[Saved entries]
=======

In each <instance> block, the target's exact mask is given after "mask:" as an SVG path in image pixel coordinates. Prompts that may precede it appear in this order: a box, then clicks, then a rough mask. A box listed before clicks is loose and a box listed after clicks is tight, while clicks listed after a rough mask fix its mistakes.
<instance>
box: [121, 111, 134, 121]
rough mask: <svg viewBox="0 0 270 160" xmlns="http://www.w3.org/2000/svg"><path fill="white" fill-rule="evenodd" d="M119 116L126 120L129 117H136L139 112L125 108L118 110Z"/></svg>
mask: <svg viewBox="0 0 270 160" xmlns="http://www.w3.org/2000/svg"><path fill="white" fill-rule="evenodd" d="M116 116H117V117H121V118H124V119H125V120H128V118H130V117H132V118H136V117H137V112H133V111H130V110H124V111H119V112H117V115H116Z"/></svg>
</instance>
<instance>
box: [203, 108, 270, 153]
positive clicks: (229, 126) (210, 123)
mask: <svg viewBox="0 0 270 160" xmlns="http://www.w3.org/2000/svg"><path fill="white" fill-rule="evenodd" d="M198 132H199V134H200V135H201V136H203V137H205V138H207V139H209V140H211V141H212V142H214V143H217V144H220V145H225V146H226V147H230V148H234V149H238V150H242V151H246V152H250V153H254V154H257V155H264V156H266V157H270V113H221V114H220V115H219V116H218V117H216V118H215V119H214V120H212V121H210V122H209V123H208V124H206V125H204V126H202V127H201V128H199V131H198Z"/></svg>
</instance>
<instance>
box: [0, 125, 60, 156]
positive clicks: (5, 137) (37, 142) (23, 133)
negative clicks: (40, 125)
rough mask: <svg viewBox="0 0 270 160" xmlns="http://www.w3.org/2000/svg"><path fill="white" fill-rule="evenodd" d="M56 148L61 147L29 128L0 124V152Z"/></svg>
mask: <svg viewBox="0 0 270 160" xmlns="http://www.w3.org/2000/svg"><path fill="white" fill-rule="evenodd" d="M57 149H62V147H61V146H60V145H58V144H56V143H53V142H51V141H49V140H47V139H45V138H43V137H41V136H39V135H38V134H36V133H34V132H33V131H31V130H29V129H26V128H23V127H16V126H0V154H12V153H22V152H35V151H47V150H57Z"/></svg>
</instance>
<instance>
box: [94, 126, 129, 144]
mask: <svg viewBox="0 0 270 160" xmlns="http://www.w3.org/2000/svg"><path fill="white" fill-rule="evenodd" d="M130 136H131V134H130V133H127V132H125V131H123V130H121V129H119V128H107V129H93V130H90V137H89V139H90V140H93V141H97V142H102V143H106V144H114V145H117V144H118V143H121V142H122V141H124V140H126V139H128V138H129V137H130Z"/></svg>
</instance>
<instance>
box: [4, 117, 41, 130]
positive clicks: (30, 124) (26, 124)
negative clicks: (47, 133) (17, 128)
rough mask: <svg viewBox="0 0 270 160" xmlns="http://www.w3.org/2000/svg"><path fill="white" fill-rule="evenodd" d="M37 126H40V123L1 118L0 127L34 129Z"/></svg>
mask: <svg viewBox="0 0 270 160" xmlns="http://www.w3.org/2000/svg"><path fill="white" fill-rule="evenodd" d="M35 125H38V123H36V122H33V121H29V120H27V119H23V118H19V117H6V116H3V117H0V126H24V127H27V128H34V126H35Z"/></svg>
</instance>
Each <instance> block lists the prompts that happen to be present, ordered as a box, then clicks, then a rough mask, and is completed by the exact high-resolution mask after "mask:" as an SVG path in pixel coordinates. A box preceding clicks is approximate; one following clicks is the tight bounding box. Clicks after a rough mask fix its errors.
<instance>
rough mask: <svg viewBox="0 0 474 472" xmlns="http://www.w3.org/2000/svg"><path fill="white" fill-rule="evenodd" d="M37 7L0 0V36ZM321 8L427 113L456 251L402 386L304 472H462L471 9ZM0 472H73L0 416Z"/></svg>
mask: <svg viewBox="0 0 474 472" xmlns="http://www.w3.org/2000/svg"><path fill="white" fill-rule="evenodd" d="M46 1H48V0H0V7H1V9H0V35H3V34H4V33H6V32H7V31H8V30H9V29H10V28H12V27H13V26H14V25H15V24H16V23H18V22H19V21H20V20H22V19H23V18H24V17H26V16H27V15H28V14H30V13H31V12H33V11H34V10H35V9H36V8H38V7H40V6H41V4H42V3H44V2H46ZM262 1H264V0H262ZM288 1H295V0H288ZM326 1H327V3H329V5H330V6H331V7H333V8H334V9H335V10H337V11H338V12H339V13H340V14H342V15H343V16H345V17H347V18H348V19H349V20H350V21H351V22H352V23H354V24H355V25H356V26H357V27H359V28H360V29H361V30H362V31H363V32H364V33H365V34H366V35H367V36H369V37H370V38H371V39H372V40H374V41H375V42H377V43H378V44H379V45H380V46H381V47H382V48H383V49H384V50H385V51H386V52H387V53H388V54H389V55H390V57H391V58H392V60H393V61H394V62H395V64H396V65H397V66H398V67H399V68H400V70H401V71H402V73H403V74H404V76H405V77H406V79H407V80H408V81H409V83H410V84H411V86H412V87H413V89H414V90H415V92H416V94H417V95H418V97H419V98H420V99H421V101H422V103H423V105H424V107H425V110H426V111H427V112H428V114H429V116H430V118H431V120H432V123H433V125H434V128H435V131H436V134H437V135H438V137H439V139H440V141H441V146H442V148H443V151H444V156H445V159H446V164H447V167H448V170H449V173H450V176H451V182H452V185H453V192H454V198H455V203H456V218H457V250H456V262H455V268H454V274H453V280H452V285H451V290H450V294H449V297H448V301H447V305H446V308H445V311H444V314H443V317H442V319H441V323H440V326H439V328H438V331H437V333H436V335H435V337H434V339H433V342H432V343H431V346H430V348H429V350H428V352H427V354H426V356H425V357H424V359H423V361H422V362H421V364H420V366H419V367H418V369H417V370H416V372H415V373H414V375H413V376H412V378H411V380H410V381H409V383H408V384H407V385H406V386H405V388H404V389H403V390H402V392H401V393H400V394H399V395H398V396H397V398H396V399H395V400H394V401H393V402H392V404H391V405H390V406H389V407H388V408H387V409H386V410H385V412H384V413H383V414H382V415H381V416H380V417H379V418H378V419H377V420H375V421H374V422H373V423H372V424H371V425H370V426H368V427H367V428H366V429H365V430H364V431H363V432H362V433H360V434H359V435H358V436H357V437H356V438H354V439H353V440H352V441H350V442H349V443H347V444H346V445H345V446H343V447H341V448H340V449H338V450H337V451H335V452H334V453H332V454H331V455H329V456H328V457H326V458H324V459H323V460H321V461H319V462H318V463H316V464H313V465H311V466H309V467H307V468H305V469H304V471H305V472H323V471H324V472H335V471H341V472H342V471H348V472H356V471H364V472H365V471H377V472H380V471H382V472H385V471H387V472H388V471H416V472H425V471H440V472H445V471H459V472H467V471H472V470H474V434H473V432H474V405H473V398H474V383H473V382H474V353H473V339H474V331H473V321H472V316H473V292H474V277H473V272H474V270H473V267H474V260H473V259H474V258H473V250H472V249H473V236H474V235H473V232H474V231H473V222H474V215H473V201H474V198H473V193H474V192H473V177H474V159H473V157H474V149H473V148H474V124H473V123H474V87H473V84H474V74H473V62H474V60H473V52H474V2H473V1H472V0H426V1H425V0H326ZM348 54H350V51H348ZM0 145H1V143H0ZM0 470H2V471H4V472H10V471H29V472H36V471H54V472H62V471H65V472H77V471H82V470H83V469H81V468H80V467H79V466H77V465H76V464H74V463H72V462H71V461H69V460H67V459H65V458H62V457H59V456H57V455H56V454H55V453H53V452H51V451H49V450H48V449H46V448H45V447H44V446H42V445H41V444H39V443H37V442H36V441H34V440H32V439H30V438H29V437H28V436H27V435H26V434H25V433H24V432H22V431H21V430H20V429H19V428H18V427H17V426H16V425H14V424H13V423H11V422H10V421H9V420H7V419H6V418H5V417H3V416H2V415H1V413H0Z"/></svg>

=======

Beginning at the top of the entries above, output each line exactly, and end with the line in which "box: [203, 108, 270, 153]" appears.

In each <instance> block, the target's exact mask is given after "mask:" as an SVG path in image pixel coordinates. Prompts that may precede it appear in this order: a box, then clicks, then a rough mask. A box listed before clicks is loose and a box listed after clicks is tight, while clicks listed after a rough mask fix its mistakes.
<instance>
box: [121, 111, 134, 121]
rough mask: <svg viewBox="0 0 270 160" xmlns="http://www.w3.org/2000/svg"><path fill="white" fill-rule="evenodd" d="M119 116L126 120L129 117H136L139 112L125 108L118 110Z"/></svg>
mask: <svg viewBox="0 0 270 160" xmlns="http://www.w3.org/2000/svg"><path fill="white" fill-rule="evenodd" d="M116 116H117V117H121V118H124V119H125V120H128V118H130V117H132V118H136V117H137V112H133V111H130V110H124V111H119V112H117V115H116Z"/></svg>
</instance>
<instance>
box: [203, 108, 270, 153]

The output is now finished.